§ TASK INSTRUCTIONS: Precisely the lines from the one with "Target: man in green jacket" through the end of the data, both included, must make up the response, each restated word for word.

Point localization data
----
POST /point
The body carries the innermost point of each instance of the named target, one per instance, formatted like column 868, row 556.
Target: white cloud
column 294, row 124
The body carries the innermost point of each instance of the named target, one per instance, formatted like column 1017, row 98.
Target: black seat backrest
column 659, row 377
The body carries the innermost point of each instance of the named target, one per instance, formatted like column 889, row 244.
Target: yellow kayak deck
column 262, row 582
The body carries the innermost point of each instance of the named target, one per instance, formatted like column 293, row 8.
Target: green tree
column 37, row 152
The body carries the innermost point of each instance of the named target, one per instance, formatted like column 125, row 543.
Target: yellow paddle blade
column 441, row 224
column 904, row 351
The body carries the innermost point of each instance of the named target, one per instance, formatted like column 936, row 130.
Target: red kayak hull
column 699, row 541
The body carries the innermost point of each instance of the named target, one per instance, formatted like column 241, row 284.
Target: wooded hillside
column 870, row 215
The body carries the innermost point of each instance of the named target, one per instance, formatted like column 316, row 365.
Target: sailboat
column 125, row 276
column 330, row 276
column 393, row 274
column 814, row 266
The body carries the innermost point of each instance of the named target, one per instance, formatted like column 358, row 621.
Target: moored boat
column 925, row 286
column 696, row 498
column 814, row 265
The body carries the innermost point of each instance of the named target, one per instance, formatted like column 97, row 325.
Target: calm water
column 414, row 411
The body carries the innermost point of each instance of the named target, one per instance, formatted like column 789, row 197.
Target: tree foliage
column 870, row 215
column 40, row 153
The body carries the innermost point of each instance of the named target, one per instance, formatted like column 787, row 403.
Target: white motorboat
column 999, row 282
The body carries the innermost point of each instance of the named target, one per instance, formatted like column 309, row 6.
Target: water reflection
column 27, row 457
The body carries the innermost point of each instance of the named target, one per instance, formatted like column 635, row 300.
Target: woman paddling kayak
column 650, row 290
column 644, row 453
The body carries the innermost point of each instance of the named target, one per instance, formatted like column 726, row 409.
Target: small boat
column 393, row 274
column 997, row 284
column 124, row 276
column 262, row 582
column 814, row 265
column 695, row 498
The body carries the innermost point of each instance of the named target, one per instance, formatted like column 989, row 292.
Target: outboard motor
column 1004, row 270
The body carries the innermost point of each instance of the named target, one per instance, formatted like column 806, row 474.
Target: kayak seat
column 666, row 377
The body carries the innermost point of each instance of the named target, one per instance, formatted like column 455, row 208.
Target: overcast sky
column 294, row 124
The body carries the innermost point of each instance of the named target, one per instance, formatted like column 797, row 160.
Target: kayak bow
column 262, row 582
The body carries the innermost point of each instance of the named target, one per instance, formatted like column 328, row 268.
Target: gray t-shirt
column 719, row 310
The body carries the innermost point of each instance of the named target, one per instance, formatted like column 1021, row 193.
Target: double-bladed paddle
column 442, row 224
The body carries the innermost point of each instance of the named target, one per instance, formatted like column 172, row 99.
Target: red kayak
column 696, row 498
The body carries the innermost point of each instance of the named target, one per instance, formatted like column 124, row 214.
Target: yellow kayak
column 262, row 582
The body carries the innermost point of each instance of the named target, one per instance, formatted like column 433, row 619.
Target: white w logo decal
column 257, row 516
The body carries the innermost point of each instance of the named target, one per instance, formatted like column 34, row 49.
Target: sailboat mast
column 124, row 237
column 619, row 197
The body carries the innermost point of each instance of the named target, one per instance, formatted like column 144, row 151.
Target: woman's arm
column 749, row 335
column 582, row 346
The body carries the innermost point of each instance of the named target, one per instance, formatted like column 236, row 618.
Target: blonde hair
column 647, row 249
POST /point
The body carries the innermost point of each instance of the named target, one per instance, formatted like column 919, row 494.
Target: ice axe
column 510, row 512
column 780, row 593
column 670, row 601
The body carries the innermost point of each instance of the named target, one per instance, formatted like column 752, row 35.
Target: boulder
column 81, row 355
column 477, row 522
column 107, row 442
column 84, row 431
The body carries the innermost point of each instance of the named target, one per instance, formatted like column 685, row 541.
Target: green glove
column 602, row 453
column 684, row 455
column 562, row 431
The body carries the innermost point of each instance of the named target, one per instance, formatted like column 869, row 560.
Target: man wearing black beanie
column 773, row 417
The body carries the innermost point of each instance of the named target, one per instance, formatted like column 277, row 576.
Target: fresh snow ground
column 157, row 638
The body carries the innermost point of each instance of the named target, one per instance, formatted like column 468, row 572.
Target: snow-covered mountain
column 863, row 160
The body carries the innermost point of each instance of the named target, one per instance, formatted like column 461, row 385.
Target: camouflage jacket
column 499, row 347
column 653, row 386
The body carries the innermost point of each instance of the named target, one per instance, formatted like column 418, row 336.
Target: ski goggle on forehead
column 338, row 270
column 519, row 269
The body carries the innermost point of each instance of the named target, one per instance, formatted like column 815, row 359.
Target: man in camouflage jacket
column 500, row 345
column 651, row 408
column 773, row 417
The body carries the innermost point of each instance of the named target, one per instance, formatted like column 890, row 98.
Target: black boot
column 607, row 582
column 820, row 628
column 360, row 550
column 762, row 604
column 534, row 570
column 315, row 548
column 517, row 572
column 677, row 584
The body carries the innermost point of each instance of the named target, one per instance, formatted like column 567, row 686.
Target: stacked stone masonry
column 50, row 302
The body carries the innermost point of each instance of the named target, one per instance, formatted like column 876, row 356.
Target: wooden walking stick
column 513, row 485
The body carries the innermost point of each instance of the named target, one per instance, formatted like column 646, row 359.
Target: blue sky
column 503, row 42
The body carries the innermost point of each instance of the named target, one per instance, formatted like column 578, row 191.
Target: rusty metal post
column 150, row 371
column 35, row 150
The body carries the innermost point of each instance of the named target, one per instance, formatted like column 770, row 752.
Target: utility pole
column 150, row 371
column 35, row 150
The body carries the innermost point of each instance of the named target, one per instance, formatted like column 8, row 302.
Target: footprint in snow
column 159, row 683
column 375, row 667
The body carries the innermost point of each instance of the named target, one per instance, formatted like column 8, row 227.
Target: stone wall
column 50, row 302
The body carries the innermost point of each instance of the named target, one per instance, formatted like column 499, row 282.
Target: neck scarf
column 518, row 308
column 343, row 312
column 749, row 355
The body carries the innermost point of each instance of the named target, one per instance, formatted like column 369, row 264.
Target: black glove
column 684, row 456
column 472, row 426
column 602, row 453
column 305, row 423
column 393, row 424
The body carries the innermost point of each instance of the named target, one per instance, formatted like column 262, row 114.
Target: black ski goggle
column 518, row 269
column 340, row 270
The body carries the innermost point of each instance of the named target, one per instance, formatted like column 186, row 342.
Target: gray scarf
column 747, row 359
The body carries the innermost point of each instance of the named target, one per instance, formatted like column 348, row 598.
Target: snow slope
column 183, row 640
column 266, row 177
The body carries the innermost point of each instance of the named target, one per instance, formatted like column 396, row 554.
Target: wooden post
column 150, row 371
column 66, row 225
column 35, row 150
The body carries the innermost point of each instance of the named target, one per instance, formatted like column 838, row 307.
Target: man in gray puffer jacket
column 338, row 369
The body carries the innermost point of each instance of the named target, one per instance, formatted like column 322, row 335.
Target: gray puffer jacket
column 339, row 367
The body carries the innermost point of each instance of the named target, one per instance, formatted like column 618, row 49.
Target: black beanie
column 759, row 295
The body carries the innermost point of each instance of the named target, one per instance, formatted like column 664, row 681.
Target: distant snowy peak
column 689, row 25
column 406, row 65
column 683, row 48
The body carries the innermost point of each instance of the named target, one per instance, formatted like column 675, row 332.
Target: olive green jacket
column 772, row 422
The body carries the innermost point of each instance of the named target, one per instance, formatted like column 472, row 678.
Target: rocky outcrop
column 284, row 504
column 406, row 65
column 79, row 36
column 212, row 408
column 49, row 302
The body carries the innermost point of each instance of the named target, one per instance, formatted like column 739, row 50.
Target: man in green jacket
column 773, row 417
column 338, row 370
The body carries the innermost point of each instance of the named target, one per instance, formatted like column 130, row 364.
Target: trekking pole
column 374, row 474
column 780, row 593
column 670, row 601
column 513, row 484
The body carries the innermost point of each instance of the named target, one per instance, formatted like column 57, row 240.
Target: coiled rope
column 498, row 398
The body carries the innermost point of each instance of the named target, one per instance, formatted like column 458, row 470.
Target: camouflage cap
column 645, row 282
----
§ WRITTEN ANSWER:
Target: man in green jacket
column 773, row 417
column 338, row 370
The body carries the innermost point of each instance of the named target, one per instance, formatted like column 130, row 364.
Target: trekking pole
column 374, row 474
column 780, row 593
column 670, row 601
column 513, row 484
The body carries the innermost point of each instance of the named target, one per instance, formatted like column 57, row 240.
Target: coiled rope
column 498, row 398
The body carries the innermost point of each instance of the named target, one per instance, formatted like column 458, row 470.
Target: camouflage cap
column 645, row 282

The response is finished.